*WHAT THIS TASK INVOLVES:* Please rewrite the items below, changing every "indicate" to "point to" and leaving everything else as it is. Leave the pictures out of your answer.

*DATA PROVIDED:*
----------------------------------------

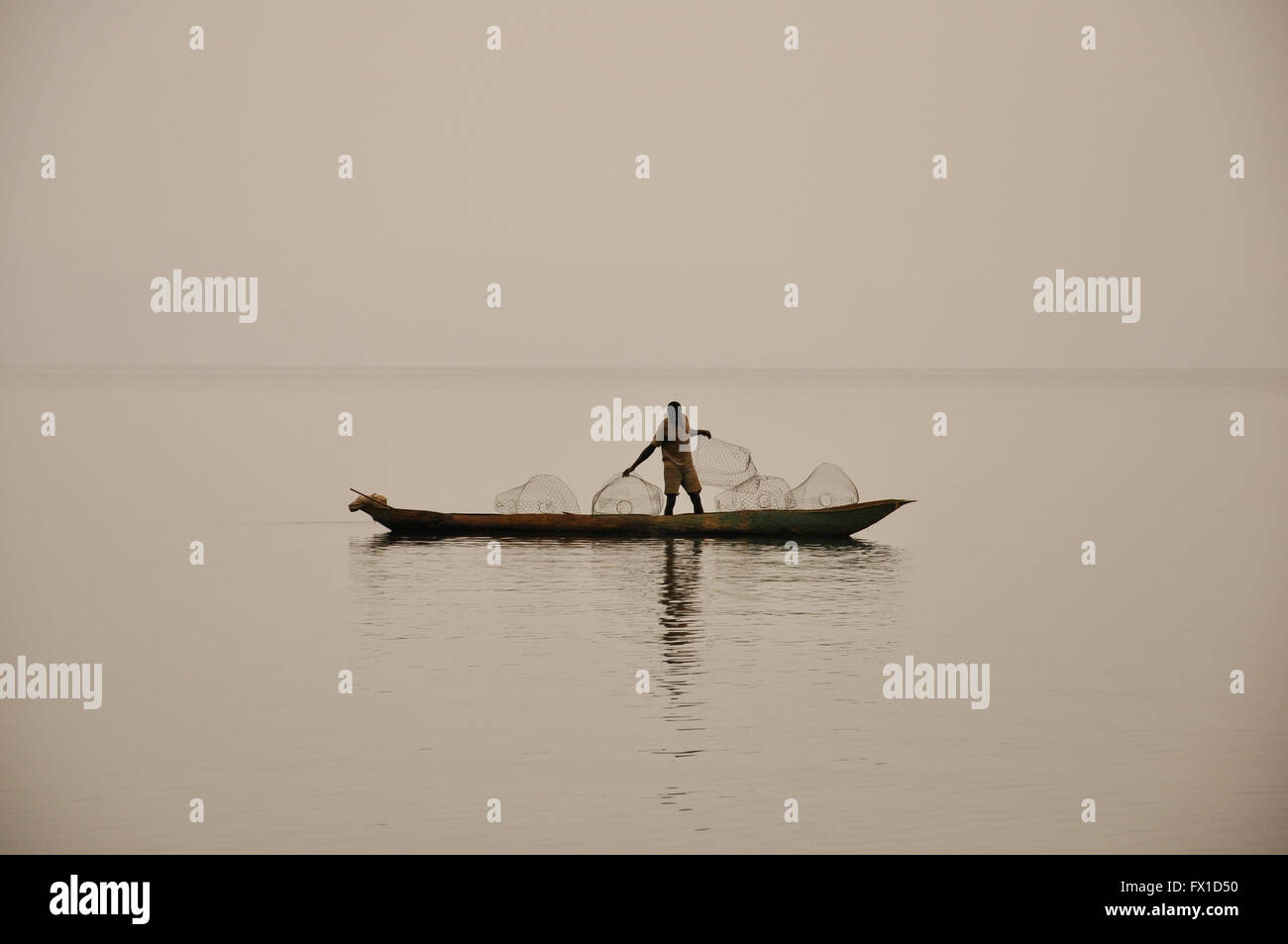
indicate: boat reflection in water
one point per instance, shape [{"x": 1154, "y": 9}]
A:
[{"x": 579, "y": 609}]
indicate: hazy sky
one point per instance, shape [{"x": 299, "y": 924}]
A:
[{"x": 768, "y": 166}]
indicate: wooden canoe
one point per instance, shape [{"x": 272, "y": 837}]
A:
[{"x": 838, "y": 522}]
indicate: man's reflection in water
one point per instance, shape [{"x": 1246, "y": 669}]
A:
[{"x": 681, "y": 618}]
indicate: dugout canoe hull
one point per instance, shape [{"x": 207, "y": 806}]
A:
[{"x": 838, "y": 522}]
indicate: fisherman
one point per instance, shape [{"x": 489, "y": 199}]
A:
[{"x": 673, "y": 436}]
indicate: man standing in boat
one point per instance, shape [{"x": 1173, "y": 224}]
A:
[{"x": 673, "y": 437}]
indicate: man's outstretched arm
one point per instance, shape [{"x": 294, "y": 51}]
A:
[{"x": 648, "y": 451}]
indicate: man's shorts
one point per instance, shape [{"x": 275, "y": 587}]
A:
[{"x": 673, "y": 478}]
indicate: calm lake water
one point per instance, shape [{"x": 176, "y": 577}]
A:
[{"x": 518, "y": 682}]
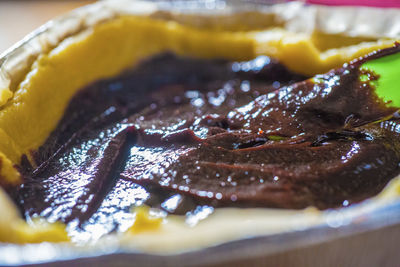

----------------------------------------

*PROBLEM SOLUTION:*
point to: boat reflection in water
one point per instance, shape [{"x": 1154, "y": 9}]
A:
[{"x": 579, "y": 609}]
point to: hazy sky
one point per instance, shape [{"x": 299, "y": 924}]
A:
[{"x": 768, "y": 166}]
point to: wooden canoe
one point per instance, shape [{"x": 272, "y": 837}]
A:
[{"x": 838, "y": 522}]
point to: man's reflection in water
one point per instance, shape [{"x": 1246, "y": 669}]
A:
[{"x": 681, "y": 618}]
point to: dugout canoe hull
one point per instance, shape [{"x": 207, "y": 806}]
A:
[{"x": 838, "y": 522}]
point to: fisherman
one point per instance, shape [{"x": 489, "y": 199}]
A:
[{"x": 673, "y": 436}]
point to: man standing in boat
one point per instance, shape [{"x": 1173, "y": 224}]
A:
[{"x": 673, "y": 437}]
point to: man's outstretched arm
one point per instance, shape [{"x": 294, "y": 51}]
A:
[{"x": 648, "y": 451}]
point to: man's shorts
one point per instance, shape [{"x": 275, "y": 587}]
A:
[{"x": 673, "y": 478}]
point to: calm lake water
one point per instance, shape [{"x": 176, "y": 577}]
A:
[{"x": 518, "y": 682}]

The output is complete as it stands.